**Data rows**
** Begin **
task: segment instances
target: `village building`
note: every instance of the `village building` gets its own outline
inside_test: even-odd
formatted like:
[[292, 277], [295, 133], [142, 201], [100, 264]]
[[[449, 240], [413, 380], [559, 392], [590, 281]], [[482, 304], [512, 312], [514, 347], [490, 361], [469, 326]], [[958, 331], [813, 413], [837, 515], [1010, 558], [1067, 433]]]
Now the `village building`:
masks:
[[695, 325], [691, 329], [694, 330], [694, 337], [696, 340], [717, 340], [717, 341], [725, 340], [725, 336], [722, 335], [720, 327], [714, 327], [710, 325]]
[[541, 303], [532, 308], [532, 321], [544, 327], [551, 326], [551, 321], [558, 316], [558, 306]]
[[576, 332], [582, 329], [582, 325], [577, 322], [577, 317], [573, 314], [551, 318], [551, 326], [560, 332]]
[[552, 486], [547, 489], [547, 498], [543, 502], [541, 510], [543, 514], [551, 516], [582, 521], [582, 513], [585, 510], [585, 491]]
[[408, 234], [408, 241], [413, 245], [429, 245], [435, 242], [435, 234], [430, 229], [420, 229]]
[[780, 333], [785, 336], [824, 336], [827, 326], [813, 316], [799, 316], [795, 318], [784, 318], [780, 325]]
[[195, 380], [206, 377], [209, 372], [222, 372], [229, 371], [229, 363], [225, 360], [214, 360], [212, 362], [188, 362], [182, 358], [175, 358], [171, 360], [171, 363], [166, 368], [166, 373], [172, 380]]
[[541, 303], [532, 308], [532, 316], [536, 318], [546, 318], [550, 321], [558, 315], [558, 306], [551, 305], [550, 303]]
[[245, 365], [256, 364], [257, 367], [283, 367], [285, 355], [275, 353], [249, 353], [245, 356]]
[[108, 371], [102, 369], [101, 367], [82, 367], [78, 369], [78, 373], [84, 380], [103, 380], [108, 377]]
** End **
**Task to carry out**
Retype the data verbatim, from its first line through the line that contains "[[292, 277], [295, 133], [142, 201], [100, 264]]", including both of those lines.

**Solution to the exercise**
task: segment instances
target: `village building`
note: every instance of the `village building` gets its own outline
inside_test: even-odd
formatted like:
[[292, 277], [295, 133], [142, 201], [100, 264]]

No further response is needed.